_THE TASK_. Please copy exactly every line from the one that contains "sample | (26,102)" to the end of the data below, with both ends included and no other lines.

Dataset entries
════

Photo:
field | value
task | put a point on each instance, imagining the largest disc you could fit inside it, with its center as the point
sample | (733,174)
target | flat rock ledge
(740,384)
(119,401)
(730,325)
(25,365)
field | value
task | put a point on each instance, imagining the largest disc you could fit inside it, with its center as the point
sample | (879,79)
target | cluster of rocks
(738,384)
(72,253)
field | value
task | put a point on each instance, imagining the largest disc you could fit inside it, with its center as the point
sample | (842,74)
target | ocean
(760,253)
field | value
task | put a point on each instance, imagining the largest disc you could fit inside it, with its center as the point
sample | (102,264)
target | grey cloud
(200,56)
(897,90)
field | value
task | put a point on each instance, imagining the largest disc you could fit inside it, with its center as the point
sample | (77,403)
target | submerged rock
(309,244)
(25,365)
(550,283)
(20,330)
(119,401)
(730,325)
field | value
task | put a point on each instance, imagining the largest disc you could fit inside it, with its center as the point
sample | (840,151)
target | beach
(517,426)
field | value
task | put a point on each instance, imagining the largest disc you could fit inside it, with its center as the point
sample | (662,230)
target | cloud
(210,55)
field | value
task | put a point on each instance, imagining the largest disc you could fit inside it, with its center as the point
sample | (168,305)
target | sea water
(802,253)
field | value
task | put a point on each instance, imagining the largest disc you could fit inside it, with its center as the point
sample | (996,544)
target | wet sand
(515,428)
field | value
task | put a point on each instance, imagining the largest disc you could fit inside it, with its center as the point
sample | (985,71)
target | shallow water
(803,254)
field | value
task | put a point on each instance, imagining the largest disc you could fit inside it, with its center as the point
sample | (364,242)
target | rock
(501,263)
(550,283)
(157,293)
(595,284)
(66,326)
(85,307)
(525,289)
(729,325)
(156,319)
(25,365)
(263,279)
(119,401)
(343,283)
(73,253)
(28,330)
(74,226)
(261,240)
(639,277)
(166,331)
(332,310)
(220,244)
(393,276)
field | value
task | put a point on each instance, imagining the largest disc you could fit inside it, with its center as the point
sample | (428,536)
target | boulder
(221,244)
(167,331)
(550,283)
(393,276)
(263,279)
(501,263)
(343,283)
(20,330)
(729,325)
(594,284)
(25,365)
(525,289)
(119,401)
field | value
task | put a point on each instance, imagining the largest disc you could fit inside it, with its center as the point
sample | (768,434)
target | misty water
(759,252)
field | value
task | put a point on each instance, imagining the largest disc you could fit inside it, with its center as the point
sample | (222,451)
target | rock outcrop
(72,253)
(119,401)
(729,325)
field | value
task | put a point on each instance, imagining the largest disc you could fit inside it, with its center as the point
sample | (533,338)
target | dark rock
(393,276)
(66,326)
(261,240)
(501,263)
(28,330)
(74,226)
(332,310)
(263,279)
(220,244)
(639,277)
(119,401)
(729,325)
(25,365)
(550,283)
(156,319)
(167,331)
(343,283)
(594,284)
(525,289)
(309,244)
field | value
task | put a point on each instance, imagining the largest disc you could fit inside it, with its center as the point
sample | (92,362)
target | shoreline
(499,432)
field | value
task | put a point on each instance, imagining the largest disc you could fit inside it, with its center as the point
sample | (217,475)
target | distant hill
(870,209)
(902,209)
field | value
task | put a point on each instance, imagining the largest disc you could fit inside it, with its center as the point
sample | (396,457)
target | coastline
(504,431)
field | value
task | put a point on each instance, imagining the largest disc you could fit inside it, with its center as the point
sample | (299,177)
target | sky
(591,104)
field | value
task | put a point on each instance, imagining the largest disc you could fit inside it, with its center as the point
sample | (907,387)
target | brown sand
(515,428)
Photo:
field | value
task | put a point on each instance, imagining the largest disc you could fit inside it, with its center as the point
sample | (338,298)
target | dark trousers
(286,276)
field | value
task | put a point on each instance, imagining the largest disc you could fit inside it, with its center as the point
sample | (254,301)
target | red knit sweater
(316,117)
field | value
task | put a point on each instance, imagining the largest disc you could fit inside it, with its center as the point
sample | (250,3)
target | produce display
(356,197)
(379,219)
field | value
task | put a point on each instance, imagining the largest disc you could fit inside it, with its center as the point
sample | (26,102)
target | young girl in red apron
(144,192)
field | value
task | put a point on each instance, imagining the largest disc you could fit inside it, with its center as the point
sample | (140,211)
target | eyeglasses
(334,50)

════

_TASK ANSWER_.
sample | (26,102)
target | young girl in red apron
(144,192)
field | value
task | put a point on each instance, imagining the largest disc you could fit inside it, with its center as the point
sample | (140,211)
target | eyeglasses
(334,50)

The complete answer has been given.